» What you will do
Transcribe the entries below exactly.

» Dataset content
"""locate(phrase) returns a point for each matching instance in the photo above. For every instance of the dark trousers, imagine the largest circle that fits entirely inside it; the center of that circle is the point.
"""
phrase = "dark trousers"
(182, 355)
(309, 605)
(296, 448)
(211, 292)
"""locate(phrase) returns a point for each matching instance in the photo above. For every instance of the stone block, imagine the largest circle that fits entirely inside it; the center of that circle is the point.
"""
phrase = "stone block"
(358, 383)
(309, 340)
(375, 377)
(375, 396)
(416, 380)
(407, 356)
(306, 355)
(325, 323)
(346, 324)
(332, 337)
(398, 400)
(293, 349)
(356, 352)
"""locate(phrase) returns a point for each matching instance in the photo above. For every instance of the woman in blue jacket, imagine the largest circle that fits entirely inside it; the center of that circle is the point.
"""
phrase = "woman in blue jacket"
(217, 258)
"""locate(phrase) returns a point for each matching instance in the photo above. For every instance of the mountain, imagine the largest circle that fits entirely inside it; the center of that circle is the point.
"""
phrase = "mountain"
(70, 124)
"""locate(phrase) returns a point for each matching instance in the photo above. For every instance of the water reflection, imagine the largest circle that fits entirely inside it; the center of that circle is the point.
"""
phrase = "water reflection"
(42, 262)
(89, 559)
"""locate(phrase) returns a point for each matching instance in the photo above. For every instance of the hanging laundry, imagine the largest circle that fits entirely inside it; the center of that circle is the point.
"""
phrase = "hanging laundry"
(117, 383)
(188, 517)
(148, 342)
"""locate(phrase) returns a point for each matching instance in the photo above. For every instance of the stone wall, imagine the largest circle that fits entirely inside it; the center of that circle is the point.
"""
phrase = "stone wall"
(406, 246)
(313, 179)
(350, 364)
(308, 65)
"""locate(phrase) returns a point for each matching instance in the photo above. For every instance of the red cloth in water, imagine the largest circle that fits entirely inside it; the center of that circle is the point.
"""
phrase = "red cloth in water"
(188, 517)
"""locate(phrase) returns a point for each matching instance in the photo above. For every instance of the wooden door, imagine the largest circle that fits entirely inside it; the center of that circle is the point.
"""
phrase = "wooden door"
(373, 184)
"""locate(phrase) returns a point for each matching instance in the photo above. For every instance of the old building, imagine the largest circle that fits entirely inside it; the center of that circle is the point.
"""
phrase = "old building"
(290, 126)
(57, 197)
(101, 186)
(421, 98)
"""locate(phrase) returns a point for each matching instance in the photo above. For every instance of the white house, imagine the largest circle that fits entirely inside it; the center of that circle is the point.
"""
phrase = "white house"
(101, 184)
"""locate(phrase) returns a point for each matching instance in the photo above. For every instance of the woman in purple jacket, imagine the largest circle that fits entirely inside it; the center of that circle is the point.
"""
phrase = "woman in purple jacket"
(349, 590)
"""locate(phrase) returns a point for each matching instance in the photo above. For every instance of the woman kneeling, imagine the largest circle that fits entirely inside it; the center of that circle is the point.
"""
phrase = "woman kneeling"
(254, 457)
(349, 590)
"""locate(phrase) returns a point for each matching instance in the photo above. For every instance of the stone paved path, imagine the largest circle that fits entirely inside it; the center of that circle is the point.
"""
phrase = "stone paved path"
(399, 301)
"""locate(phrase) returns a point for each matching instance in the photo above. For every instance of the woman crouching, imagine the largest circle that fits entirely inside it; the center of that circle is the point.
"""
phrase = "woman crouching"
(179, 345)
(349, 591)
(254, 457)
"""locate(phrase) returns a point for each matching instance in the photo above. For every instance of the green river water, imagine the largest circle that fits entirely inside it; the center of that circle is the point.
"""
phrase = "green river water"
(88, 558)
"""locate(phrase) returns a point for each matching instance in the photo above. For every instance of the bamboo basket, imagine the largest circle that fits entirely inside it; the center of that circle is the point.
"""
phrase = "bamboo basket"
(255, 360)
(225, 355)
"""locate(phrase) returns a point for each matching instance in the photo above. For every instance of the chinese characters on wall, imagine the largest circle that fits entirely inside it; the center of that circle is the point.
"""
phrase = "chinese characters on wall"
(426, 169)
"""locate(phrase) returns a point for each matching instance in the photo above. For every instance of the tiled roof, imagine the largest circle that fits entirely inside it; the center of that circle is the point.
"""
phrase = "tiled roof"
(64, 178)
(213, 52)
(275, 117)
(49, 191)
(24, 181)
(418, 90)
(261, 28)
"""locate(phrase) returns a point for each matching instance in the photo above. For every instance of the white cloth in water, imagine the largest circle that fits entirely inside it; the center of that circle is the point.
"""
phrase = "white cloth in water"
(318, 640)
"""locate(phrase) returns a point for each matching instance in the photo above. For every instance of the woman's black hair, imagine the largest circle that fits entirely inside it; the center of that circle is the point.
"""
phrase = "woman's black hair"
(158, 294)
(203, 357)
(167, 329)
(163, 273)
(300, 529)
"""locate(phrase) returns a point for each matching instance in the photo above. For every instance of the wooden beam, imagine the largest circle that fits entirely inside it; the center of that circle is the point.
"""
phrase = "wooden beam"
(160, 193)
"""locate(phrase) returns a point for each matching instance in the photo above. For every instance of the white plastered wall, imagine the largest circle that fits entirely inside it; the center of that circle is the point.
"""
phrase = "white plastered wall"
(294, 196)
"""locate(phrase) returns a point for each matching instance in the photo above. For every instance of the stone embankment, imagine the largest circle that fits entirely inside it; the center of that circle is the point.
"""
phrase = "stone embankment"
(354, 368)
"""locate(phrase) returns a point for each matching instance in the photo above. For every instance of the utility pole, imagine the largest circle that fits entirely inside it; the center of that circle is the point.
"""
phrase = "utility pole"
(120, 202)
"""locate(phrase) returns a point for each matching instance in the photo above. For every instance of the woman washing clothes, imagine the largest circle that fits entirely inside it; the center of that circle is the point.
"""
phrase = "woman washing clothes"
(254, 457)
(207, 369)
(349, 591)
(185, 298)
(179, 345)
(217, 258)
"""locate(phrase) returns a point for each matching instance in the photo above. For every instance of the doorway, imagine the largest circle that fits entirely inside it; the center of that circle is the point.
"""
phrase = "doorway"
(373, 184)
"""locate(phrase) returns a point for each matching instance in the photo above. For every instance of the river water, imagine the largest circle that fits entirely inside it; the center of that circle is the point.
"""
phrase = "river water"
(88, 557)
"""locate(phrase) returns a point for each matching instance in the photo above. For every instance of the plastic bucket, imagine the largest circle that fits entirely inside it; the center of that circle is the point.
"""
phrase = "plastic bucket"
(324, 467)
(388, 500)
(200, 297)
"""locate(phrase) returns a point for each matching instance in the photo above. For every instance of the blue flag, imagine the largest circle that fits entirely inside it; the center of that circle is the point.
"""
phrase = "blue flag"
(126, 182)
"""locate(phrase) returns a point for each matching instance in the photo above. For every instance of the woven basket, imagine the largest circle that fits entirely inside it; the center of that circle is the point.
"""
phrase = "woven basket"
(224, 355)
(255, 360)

» Task response
"""locate(phrase) returns a point for each matching instance in the photo above. For every instance of the dark trousers, imagine the largest circle that fits entirely inside it; the center of that circle is the point.
"""
phrase = "dark trousers"
(182, 355)
(309, 605)
(296, 448)
(211, 292)
"""locate(phrase) returns a point for each matching instance in the photo above. For every instance of the stone block, imagine the largest circle that fits entirely inside it; the center of that circle is the point.
"""
phrase = "stone block"
(358, 383)
(309, 340)
(375, 377)
(375, 396)
(416, 380)
(407, 356)
(306, 355)
(325, 323)
(346, 324)
(332, 337)
(398, 400)
(293, 349)
(356, 352)
"""locate(phrase) returns a point for each matching instance in the photo above. For every instance of the woman in blue jacket, imagine the largest circle that fits entirely inside it; the center of that circle is the point.
"""
phrase = "woman in blue jacket"
(217, 258)
"""locate(phrase) returns a point for each matching instance in the photo above. For every instance of the mountain, imagine the largest circle that fits entirely inside it; the center of that circle is the point.
"""
phrase = "mountain"
(70, 124)
"""locate(phrase) returns a point for each matching instance in the photo above. For every instance of the water reflection, imagine the largest circle that fits entirely inside it; the center of that circle is the point.
"""
phrase = "water reflection"
(42, 262)
(89, 559)
"""locate(phrase) returns a point for each matching instance in the photo above. For every instance of the hanging laundry, imagine the largest circle that fits entirely inside it; the center of that circle is the point.
"""
phrase = "hanging laundry"
(117, 383)
(188, 517)
(148, 342)
"""locate(phrase) returns a point for each matching instance in the photo above. For every instance of the stone wall, imagine the largest circle that fits entirely inside it; the center of that circle is the point.
"""
phrase = "stone wall"
(406, 246)
(313, 179)
(350, 364)
(308, 65)
"""locate(phrase) returns a point for each matching instance in the photo above. For every instance of the red cloth in water, imagine the largest circle that fits entirely inside it; the center of that circle is the point.
"""
phrase = "red cloth in water"
(188, 517)
"""locate(phrase) returns a point for each matching instance in the photo above. For every instance of the wooden door, imagine the largest circle that fits entirely inside it; the center of that circle is the point.
"""
phrase = "wooden door"
(373, 184)
"""locate(phrase) returns a point for each matching instance in the photo above. For every instance of the old building, imagine the largest circle that fits entirely inside it; the center of that circle is the point.
"""
phrase = "old building"
(290, 126)
(57, 197)
(101, 186)
(421, 98)
"""locate(phrase) returns a point for each matching instance in the photo above. For every instance of the white house, imagine the largest circle that fits entirely inside it; the center of that circle is the point.
"""
phrase = "white house"
(101, 184)
"""locate(phrase) returns a point for each matching instance in the photo above. For every instance of the woman in purple jacket, imagine the largest circle that fits entirely inside it; the center of that circle is the point.
"""
phrase = "woman in purple jacket"
(349, 590)
"""locate(phrase) returns a point for each matching instance in the photo above. For every instance of the woman kneeling, imagine the largest circle that fits entirely inside it; the center of that circle is the point.
"""
phrase = "woman kneeling"
(254, 457)
(349, 590)
"""locate(phrase) returns a point for each matching instance in the photo above. For every instance of the stone paved path, imagine the largest circle that fits entirely inside it; the center of that circle is the point.
"""
phrase = "stone paved path"
(399, 301)
"""locate(phrase) returns a point for each matching instance in the photo above. For every instance of the woman crouching, imagine the largest circle that fits entirely inside it; the center of that circle is the point.
"""
phrase = "woman crouching"
(179, 345)
(349, 591)
(254, 457)
"""locate(phrase) returns a point for each matching instance in the photo above. For every instance of the green river water, imagine the largest circle that fits entirely inside it; the center of that circle is the point.
"""
phrase = "green river water"
(88, 558)
"""locate(phrase) returns a point for each matching instance in the photo above. For every instance of the bamboo basket, imagine the largest circle that fits entirely inside it; the center of that circle is the point.
"""
phrase = "bamboo basket"
(255, 360)
(225, 355)
"""locate(phrase) returns a point for each matching instance in the photo above. For every instance of the chinese characters on wall, imagine the largest circle that fits entirely inside it; the center of that circle is the point.
"""
phrase = "chinese characters on wall"
(426, 169)
"""locate(phrase) returns a point for each matching instance in the photo above. For every instance of the tiled roof, imagine the largest circle that fits entirely inside it; the center of that circle is the point.
"""
phrase = "tiled roof"
(64, 178)
(213, 52)
(275, 117)
(49, 191)
(24, 181)
(418, 90)
(261, 28)
"""locate(phrase) returns a point for each matching instance in the photo above. For every instance of the white cloth in water, imagine the largest circle that fits entirely inside it; the center of that circle is the point.
"""
phrase = "white cloth in water"
(318, 640)
"""locate(phrase) returns a point for each matching instance in the photo above. For every instance of the woman's black hair, imagine the largest circle that fits entirely inside it; the center of that circle is the point.
"""
phrase = "woman's black hair"
(158, 294)
(203, 357)
(167, 329)
(163, 273)
(300, 529)
"""locate(phrase) returns a point for each matching instance in the photo above. For every instance of the wooden beam, imagine the largest circle that fits entirely inside it; the center of that circle is the point.
"""
phrase = "wooden beam"
(160, 193)
"""locate(phrase) returns a point for each matching instance in the photo above. For every instance of the white plastered wall, imagine the largest circle that fits entirely inside it; the center of that circle is the point.
"""
phrase = "white plastered wall"
(294, 196)
"""locate(phrase) returns a point for each matching instance in the photo above. For every instance of the stone embankment, imagine the largest circle that fits entirely inside it; the center of that circle is the point.
"""
phrase = "stone embankment"
(354, 368)
"""locate(phrase) returns a point for each matching instance in the photo above. For every instance of the utility pole, imagine the largest circle that fits entirely inside it; the center of that circle is the point.
"""
phrase = "utility pole"
(120, 202)
"""locate(phrase) returns a point for each matching instance in the photo above. For every instance of the woman washing clothes, imagine the largest circle that fits entirely inside it; the center of that circle is the point.
"""
phrase = "woman washing clothes"
(254, 457)
(207, 369)
(349, 591)
(185, 298)
(179, 345)
(217, 258)
"""locate(phrase) returns a point for each matching instance in the photo above. For every instance of the doorway, imagine the largest circle that fits entirely inside it; the center of that circle is the point.
"""
phrase = "doorway"
(373, 184)
"""locate(phrase) returns a point for each matching instance in the photo above. For every instance of the river water, imagine the largest circle that fits entirely inside it; the center of that circle is the point.
"""
phrase = "river water"
(88, 557)
"""locate(phrase) returns a point for each matching instance in the photo above. For every instance of the plastic bucket, imagine the largest circle that fits entirely inside it; the center of that circle is the point.
"""
phrase = "plastic bucket"
(324, 467)
(388, 500)
(200, 297)
"""locate(phrase) returns a point for each matching instance in the photo above. For every instance of the blue flag, imagine the largest circle that fits entirely inside it; the center of that circle is the point.
"""
phrase = "blue flag"
(126, 182)
"""locate(phrase) returns a point for each matching instance in the photo above. For every instance of the woven basket, imagine the largest circle that fits entirely inside it; the center of that circle is the point.
"""
phrase = "woven basket"
(224, 355)
(255, 360)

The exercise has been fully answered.